_Requirement_: Each line of the listing must be transcribed exactly, except for the images, which should be excluded.

_Material shown_:

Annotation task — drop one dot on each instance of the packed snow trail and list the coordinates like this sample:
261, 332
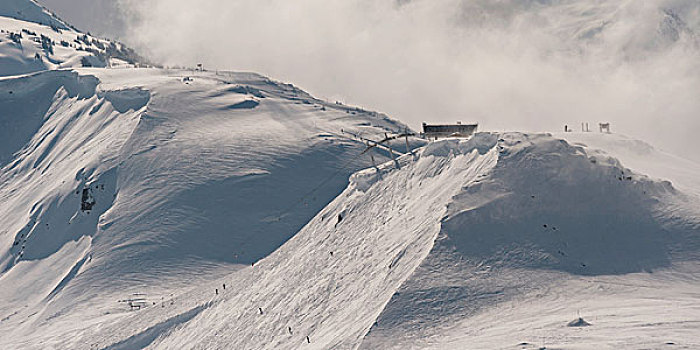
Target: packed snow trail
124, 165
417, 253
378, 231
553, 225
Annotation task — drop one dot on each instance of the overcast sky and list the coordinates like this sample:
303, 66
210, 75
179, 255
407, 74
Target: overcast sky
530, 65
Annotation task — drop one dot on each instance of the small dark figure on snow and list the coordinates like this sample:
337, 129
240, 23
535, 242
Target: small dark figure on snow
340, 218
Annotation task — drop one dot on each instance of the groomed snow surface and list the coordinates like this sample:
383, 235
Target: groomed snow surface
172, 209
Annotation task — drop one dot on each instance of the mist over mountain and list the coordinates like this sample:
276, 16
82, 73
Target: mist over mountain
632, 63
188, 207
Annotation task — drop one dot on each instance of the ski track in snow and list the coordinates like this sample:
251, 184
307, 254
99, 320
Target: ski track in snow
160, 187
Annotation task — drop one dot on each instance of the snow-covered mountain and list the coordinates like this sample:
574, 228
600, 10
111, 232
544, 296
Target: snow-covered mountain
32, 39
180, 209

_Exercise solution_:
Annotation task — drop one dot on each instance of the packed snow trail and list the coordinates like this sample:
261, 332
Target: packed snow trail
124, 165
417, 253
378, 231
553, 225
Annotation task — drop one dot on each instance of the overcast sky and list the coordinates like this sample:
303, 66
210, 75
179, 255
407, 74
Target: overcast sky
530, 65
Annotation task — drop one dot on each instance of the small dark figure on snow and list the coordinates like this sample:
337, 129
240, 23
535, 242
Target: small dark figure on snow
340, 218
Annotation task — drop one dot on each instance of the groomed snow surface and list the coordinates like this sample:
383, 235
Target: groomed snow surface
172, 209
Annotation task — drop one dot on each instance of the mist over mountain and list the coordinates like this sample:
276, 16
82, 73
Target: mist over mountain
632, 63
188, 207
Annotation task — drop one dot on each instance of the ski track in snow and list the coordinates like this sample:
251, 184
307, 254
99, 320
Target: ski track in snow
160, 187
Annotation task — drop one dot on each instance of the snow-covered mountain and list the coordinates like this sample:
574, 228
600, 10
111, 232
544, 296
Target: snow-covered mountain
32, 39
180, 209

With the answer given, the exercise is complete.